*Exercise aim*: Repeat only the lines from the one that contains "One point lands on each instance of the pink beak;" through the final line of the listing below, exactly, please, without pictures.

*Records for the exercise*:

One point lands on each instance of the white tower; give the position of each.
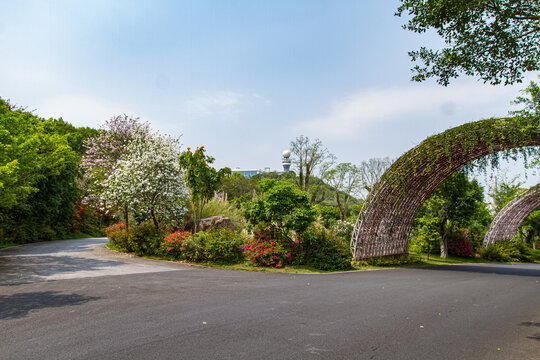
(286, 160)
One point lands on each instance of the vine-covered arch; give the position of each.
(508, 220)
(385, 221)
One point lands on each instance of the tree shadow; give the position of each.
(19, 305)
(499, 269)
(51, 247)
(532, 324)
(15, 270)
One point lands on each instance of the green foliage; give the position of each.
(393, 260)
(328, 214)
(202, 179)
(262, 250)
(325, 251)
(237, 188)
(224, 246)
(119, 236)
(144, 239)
(141, 239)
(281, 207)
(508, 251)
(531, 101)
(503, 192)
(38, 177)
(456, 203)
(222, 208)
(495, 40)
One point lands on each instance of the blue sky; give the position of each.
(242, 78)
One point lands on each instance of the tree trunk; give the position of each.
(444, 248)
(156, 224)
(126, 217)
(194, 219)
(341, 214)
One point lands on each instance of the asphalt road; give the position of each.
(77, 300)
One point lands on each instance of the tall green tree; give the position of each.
(202, 179)
(346, 180)
(281, 207)
(307, 156)
(457, 202)
(38, 173)
(496, 40)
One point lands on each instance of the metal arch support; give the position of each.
(384, 224)
(508, 220)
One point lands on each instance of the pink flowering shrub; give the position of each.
(172, 243)
(265, 251)
(118, 235)
(460, 244)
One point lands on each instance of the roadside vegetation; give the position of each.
(153, 198)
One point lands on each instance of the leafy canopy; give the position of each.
(497, 40)
(28, 154)
(282, 206)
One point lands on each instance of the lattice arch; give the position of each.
(506, 223)
(385, 221)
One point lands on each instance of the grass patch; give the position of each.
(418, 260)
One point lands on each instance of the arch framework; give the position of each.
(384, 224)
(508, 220)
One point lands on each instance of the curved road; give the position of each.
(75, 299)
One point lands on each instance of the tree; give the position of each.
(28, 154)
(503, 192)
(345, 179)
(103, 152)
(282, 208)
(202, 179)
(38, 172)
(148, 180)
(372, 170)
(237, 188)
(497, 40)
(306, 157)
(457, 202)
(531, 101)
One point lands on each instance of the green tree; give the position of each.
(306, 157)
(346, 180)
(237, 188)
(38, 173)
(202, 179)
(504, 191)
(457, 202)
(531, 101)
(282, 208)
(497, 40)
(27, 154)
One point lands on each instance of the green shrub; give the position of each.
(325, 251)
(223, 208)
(118, 235)
(508, 251)
(145, 239)
(263, 250)
(193, 248)
(224, 246)
(391, 260)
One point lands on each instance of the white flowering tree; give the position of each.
(103, 152)
(148, 180)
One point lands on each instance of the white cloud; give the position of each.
(223, 103)
(359, 111)
(79, 110)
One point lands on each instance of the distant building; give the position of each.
(247, 172)
(285, 162)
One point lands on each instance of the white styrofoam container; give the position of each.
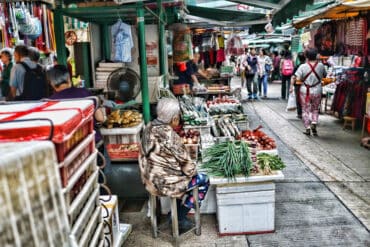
(122, 135)
(246, 208)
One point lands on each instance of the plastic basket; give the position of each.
(75, 158)
(122, 135)
(29, 176)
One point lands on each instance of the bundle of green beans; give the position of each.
(227, 159)
(274, 162)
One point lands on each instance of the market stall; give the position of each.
(241, 163)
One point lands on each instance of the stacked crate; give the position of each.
(69, 124)
(32, 209)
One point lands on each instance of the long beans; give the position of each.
(228, 159)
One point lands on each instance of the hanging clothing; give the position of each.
(122, 42)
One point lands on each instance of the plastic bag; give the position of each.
(292, 104)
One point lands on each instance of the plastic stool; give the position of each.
(175, 225)
(349, 122)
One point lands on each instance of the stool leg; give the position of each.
(197, 211)
(153, 215)
(175, 222)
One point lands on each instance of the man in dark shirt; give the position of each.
(187, 75)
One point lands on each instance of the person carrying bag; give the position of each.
(310, 75)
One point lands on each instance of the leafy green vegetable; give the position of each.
(273, 162)
(228, 159)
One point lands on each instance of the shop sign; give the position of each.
(305, 37)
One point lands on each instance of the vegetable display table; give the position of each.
(245, 205)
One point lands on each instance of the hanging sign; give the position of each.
(126, 1)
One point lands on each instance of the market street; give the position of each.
(323, 200)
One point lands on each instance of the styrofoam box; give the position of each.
(111, 203)
(246, 208)
(122, 135)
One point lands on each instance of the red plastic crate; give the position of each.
(76, 157)
(123, 151)
(63, 149)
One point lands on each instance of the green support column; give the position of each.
(162, 44)
(105, 41)
(143, 64)
(59, 36)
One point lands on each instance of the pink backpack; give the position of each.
(287, 67)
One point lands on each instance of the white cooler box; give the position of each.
(246, 208)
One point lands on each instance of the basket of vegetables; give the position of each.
(263, 141)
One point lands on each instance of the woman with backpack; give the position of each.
(310, 75)
(286, 70)
(264, 68)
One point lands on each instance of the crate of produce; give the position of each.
(122, 135)
(181, 89)
(123, 152)
(29, 176)
(66, 128)
(76, 157)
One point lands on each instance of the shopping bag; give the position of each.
(292, 104)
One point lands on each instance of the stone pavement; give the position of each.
(323, 200)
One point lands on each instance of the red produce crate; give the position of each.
(118, 152)
(66, 128)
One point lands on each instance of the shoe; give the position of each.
(185, 225)
(307, 132)
(314, 130)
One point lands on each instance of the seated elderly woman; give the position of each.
(165, 165)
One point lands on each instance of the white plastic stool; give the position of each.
(175, 225)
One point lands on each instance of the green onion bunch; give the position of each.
(228, 159)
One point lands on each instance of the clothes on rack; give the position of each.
(350, 94)
(121, 42)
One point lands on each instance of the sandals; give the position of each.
(314, 130)
(307, 132)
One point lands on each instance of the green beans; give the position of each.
(228, 159)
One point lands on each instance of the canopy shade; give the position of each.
(341, 10)
(223, 15)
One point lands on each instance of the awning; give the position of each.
(342, 10)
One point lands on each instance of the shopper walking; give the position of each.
(165, 165)
(264, 68)
(6, 59)
(286, 68)
(310, 75)
(296, 87)
(276, 66)
(252, 75)
(242, 63)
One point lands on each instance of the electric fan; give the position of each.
(124, 83)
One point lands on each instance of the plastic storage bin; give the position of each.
(32, 209)
(122, 135)
(246, 208)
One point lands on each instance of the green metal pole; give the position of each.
(143, 64)
(105, 41)
(59, 36)
(162, 44)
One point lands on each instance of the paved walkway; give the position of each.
(323, 200)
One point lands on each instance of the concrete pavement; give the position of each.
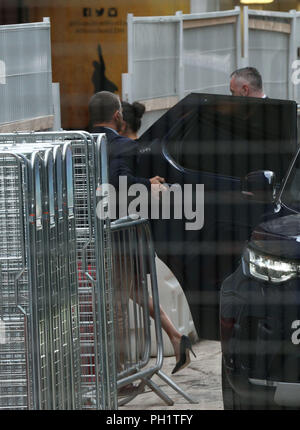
(201, 380)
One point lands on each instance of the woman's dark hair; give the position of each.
(132, 114)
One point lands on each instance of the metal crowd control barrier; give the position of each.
(96, 387)
(38, 337)
(134, 277)
(76, 282)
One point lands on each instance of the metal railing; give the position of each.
(74, 310)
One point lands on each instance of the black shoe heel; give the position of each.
(184, 358)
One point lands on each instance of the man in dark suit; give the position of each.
(105, 112)
(246, 82)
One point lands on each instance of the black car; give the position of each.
(260, 309)
(214, 141)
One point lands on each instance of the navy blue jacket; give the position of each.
(123, 158)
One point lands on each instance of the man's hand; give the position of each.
(156, 189)
(157, 180)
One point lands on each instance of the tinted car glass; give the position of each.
(291, 192)
(231, 135)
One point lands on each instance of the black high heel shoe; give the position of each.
(184, 358)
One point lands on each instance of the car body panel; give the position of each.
(214, 140)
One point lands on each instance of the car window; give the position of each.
(230, 139)
(291, 192)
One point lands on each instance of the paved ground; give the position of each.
(201, 380)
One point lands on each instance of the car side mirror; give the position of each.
(259, 186)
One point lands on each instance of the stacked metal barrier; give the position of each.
(72, 362)
(35, 284)
(74, 299)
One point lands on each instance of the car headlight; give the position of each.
(268, 268)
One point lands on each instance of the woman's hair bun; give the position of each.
(139, 109)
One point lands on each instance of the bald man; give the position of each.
(246, 82)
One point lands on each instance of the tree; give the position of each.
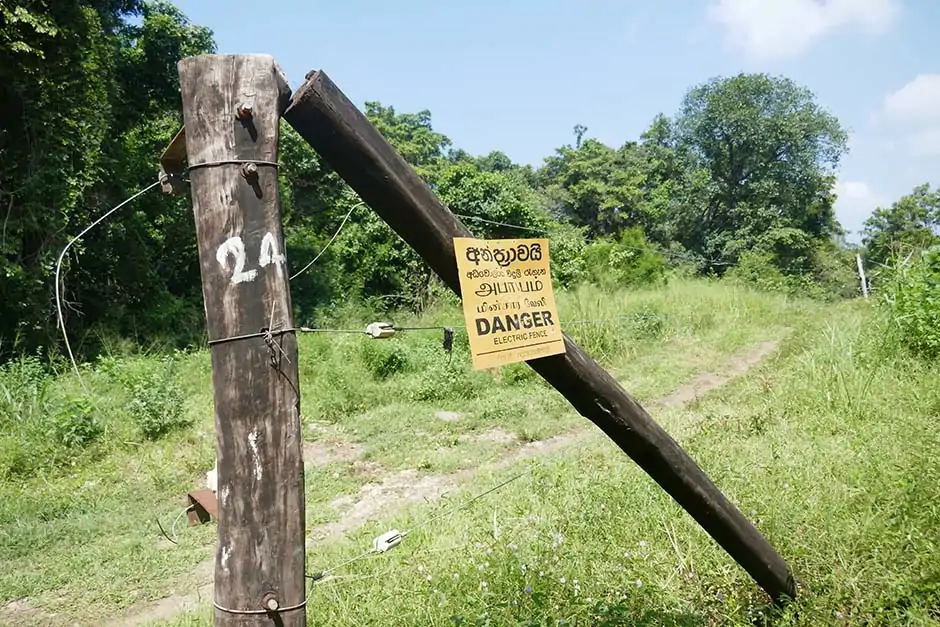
(771, 153)
(910, 224)
(90, 100)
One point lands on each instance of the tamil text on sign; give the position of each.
(508, 300)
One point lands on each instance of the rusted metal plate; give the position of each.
(203, 507)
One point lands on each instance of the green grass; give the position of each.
(829, 446)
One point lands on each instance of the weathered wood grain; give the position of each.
(353, 147)
(260, 555)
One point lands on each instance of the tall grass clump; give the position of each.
(911, 301)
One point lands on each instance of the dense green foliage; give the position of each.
(912, 303)
(908, 226)
(740, 179)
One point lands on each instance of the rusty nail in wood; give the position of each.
(243, 112)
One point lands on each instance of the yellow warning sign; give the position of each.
(508, 300)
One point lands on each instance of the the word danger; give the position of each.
(514, 322)
(504, 256)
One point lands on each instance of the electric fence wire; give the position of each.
(393, 537)
(58, 273)
(332, 239)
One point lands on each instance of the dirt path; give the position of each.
(398, 490)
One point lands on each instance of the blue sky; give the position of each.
(517, 75)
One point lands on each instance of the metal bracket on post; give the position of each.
(173, 165)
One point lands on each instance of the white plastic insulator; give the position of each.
(387, 540)
(380, 330)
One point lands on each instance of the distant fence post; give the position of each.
(861, 275)
(231, 109)
(342, 135)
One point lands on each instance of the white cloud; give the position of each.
(913, 110)
(777, 29)
(856, 200)
(916, 102)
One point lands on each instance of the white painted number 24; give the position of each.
(235, 247)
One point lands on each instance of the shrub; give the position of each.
(75, 425)
(912, 301)
(156, 401)
(384, 358)
(631, 261)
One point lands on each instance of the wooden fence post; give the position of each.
(342, 135)
(231, 108)
(861, 275)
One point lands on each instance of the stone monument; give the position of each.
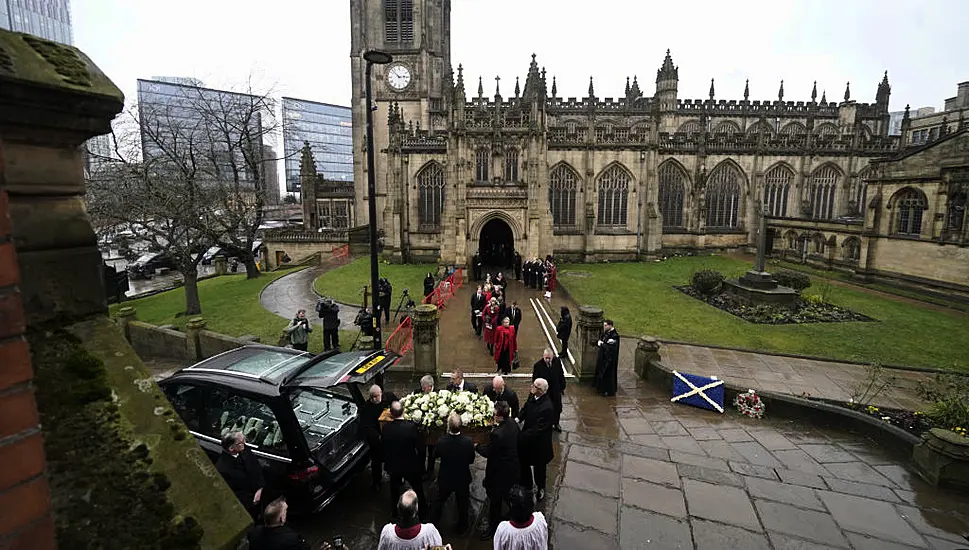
(757, 286)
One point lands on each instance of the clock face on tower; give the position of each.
(398, 77)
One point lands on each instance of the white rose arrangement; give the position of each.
(430, 410)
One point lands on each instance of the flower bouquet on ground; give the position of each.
(749, 404)
(430, 411)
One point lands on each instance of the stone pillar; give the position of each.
(192, 330)
(125, 316)
(590, 329)
(220, 265)
(647, 349)
(427, 359)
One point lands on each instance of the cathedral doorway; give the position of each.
(496, 245)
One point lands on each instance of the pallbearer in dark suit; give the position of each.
(498, 391)
(400, 442)
(549, 367)
(535, 443)
(503, 469)
(456, 452)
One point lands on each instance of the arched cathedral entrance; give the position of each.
(496, 245)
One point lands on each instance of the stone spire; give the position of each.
(668, 71)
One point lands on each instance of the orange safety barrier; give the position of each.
(402, 339)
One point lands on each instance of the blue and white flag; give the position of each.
(700, 391)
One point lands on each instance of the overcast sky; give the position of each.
(300, 48)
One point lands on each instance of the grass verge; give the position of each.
(641, 299)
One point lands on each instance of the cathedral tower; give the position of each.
(417, 33)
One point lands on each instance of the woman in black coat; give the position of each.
(564, 330)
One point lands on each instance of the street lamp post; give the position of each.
(373, 57)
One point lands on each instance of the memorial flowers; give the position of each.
(749, 404)
(430, 410)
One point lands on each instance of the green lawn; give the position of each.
(345, 283)
(641, 299)
(230, 305)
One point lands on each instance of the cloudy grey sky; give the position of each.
(300, 48)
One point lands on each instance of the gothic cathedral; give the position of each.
(591, 178)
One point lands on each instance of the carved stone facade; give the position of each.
(592, 178)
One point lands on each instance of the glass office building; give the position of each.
(50, 19)
(173, 123)
(327, 128)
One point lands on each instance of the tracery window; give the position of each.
(482, 158)
(430, 205)
(852, 249)
(671, 191)
(511, 164)
(399, 21)
(777, 187)
(824, 184)
(563, 184)
(723, 197)
(909, 206)
(613, 197)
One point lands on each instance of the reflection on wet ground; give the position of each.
(636, 471)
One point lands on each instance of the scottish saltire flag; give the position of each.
(699, 391)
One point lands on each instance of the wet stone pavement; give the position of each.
(636, 471)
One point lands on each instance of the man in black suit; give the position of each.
(535, 443)
(498, 391)
(458, 383)
(456, 452)
(400, 442)
(478, 303)
(241, 471)
(274, 534)
(503, 469)
(514, 315)
(549, 367)
(369, 414)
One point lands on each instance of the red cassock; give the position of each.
(505, 340)
(489, 317)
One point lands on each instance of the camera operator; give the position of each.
(329, 311)
(298, 331)
(384, 292)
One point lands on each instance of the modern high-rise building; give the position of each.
(50, 19)
(328, 130)
(177, 119)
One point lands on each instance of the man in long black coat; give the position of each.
(549, 368)
(503, 469)
(607, 360)
(400, 441)
(535, 442)
(241, 471)
(369, 414)
(456, 452)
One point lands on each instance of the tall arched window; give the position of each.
(430, 205)
(671, 190)
(613, 196)
(852, 249)
(561, 196)
(909, 204)
(511, 164)
(824, 184)
(399, 21)
(482, 160)
(777, 186)
(723, 197)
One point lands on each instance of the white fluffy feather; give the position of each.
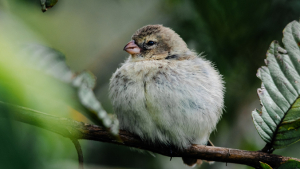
(168, 101)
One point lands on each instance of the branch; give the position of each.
(79, 130)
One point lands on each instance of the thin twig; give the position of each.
(79, 152)
(79, 130)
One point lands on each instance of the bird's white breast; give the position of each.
(168, 102)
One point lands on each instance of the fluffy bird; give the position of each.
(164, 92)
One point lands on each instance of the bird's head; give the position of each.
(156, 42)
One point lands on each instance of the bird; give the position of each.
(165, 93)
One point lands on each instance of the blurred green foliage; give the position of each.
(234, 35)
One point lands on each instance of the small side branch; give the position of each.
(79, 152)
(79, 130)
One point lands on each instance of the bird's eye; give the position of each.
(150, 43)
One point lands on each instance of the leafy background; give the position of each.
(234, 34)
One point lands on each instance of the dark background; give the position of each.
(233, 34)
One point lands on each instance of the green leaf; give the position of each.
(291, 164)
(278, 121)
(265, 166)
(53, 63)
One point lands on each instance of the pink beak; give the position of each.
(132, 48)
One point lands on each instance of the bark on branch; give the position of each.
(79, 130)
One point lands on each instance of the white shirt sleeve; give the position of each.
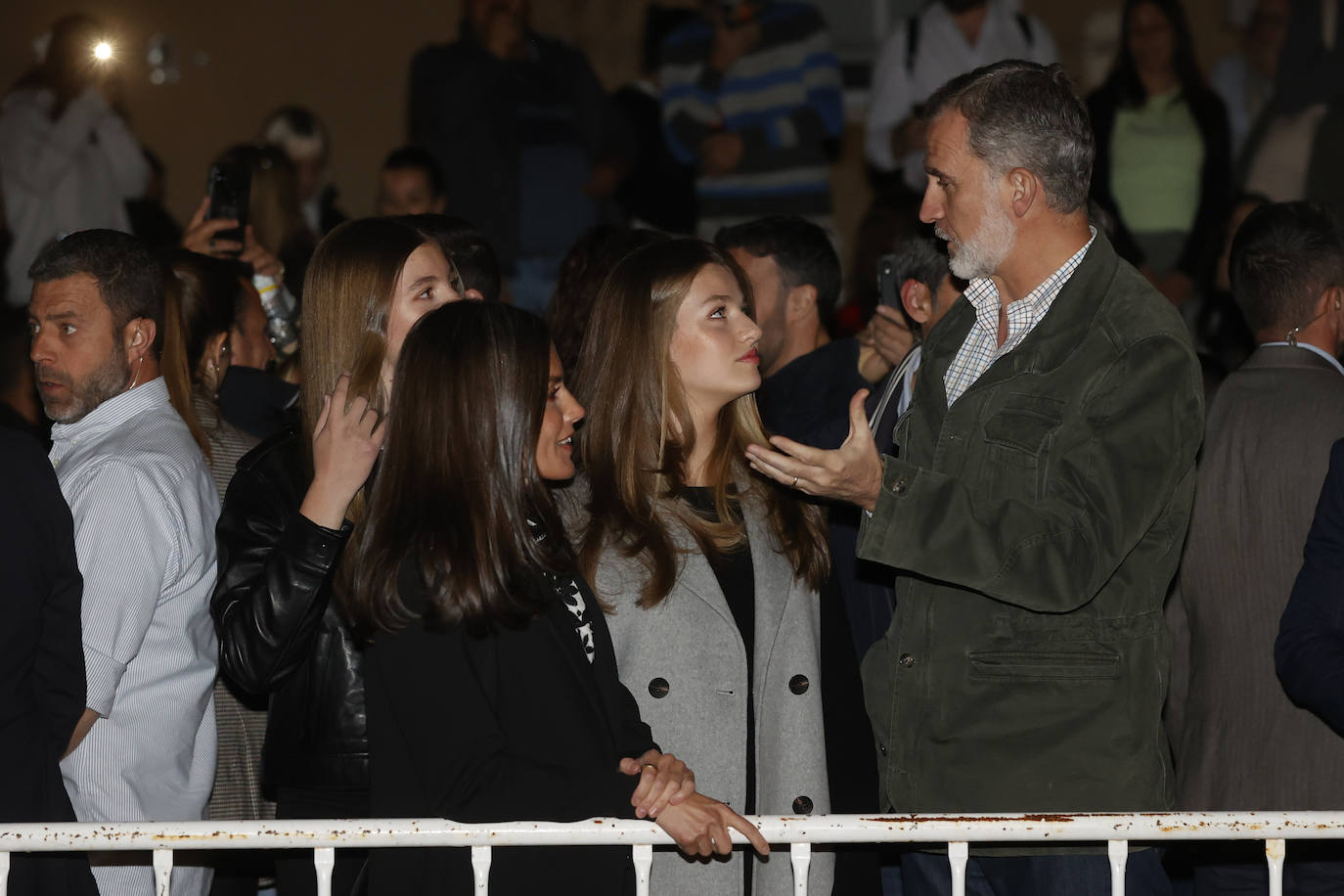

*Response box*:
One point lands on each instance of the pink beak; give the position of each.
(132, 48)
One point lands on each instance of the bark on branch; give the position of each.
(79, 130)
One point lands on each instance of the white shirt sleeve; give the position of each.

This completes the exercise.